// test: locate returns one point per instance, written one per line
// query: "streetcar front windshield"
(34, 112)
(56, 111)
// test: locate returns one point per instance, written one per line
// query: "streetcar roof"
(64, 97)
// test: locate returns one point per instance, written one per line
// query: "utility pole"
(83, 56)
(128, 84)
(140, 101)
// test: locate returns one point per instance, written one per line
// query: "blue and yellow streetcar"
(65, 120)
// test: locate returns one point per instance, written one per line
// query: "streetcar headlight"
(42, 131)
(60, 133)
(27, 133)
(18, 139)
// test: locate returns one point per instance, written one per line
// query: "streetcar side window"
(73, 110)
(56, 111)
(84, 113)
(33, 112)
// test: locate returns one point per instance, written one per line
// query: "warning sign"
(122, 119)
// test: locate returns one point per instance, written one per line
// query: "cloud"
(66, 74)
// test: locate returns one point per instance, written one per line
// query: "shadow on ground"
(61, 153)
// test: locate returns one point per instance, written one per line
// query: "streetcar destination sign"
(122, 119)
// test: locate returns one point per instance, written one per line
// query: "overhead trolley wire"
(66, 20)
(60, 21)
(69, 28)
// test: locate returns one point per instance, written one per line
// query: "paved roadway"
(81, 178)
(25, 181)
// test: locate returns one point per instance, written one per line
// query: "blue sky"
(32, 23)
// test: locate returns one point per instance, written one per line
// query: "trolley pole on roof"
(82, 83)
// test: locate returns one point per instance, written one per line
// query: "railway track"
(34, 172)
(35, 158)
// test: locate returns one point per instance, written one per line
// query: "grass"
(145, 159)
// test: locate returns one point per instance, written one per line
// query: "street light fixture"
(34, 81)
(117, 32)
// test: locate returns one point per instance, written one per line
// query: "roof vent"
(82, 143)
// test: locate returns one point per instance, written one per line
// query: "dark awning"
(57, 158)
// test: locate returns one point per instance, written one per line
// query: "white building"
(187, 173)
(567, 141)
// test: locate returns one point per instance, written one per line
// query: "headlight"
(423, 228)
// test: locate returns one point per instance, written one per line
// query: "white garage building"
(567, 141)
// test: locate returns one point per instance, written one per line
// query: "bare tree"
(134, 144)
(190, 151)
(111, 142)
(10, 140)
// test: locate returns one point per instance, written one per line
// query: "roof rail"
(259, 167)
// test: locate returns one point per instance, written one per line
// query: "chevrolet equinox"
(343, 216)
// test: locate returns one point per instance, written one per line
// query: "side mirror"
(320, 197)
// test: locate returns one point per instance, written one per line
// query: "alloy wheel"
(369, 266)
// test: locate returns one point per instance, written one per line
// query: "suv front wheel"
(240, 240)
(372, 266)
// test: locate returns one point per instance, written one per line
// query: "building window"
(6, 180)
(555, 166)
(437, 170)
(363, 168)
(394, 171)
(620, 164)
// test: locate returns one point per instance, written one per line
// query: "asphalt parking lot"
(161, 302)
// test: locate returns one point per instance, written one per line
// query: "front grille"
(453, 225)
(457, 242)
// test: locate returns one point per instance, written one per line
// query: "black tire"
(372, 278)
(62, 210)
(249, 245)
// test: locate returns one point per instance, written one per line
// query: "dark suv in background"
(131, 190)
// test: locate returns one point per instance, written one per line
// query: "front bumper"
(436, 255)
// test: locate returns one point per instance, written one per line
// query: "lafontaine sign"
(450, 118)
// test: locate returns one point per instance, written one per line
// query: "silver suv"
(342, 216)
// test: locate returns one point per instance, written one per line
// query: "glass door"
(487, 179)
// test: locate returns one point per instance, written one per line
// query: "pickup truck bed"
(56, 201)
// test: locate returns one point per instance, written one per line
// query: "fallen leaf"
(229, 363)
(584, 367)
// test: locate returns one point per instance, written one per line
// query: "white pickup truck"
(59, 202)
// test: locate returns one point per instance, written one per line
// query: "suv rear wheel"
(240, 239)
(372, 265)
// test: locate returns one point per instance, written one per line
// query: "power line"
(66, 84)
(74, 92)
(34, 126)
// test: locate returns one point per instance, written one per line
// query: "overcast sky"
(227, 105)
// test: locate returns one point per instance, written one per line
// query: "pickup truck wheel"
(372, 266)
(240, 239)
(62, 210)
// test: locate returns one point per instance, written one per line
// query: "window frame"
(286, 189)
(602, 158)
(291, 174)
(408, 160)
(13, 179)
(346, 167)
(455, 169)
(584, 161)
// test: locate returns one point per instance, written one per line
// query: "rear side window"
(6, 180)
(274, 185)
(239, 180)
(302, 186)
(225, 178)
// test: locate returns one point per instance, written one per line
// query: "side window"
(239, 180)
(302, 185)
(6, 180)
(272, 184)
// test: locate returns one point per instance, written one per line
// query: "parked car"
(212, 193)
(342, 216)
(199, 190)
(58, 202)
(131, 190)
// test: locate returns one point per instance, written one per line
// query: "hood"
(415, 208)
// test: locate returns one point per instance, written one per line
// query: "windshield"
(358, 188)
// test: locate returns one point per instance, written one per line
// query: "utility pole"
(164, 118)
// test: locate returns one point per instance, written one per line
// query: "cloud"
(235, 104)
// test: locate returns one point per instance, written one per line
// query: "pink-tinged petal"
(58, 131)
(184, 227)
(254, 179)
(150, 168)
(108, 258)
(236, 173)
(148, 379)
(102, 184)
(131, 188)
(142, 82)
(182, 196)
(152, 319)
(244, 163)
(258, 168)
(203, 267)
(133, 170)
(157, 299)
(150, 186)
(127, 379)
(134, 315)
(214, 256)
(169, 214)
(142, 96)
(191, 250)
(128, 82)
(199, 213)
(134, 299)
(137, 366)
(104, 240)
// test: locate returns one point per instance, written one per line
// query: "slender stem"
---
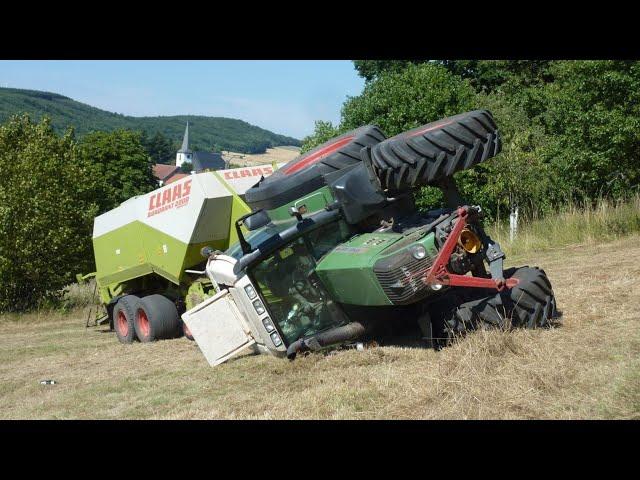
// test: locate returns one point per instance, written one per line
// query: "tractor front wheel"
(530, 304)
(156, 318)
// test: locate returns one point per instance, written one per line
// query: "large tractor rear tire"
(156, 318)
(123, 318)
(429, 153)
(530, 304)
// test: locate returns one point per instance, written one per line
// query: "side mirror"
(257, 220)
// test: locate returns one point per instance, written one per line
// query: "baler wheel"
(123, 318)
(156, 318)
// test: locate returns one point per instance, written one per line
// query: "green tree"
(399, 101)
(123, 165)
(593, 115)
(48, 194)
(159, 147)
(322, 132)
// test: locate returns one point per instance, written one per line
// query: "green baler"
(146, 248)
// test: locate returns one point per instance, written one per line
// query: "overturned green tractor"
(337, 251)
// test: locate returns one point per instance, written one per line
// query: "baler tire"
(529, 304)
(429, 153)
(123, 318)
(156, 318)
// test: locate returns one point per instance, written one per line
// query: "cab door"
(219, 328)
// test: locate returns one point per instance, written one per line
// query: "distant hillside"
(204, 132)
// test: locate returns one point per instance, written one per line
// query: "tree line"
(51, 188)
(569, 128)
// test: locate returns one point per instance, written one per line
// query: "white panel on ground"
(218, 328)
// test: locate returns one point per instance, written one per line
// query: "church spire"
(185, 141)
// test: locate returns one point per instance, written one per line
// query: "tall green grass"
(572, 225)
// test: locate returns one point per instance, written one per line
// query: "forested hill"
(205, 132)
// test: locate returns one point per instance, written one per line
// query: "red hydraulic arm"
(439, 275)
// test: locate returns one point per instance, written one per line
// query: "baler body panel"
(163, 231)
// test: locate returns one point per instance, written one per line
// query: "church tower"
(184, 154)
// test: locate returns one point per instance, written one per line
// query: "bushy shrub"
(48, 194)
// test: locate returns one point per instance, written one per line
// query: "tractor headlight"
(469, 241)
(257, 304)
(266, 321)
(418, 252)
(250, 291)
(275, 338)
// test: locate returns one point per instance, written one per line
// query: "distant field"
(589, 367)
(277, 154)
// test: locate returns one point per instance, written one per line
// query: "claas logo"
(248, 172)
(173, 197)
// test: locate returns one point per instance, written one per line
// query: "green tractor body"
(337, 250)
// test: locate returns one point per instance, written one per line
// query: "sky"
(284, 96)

* _Task_
Count how many lines of the records above contain the string "white", where case counts, and give only that number.

* _The response_
4